TASK GOAL
Copy out all of the entries, keeping every word the same.

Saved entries
|---|
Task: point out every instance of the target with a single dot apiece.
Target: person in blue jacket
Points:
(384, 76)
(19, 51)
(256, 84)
|---|
RESPONSE AREA
Task: point out every instance of the target with a single dot apiece.
Target: person in blue jacket
Points:
(384, 76)
(19, 51)
(256, 84)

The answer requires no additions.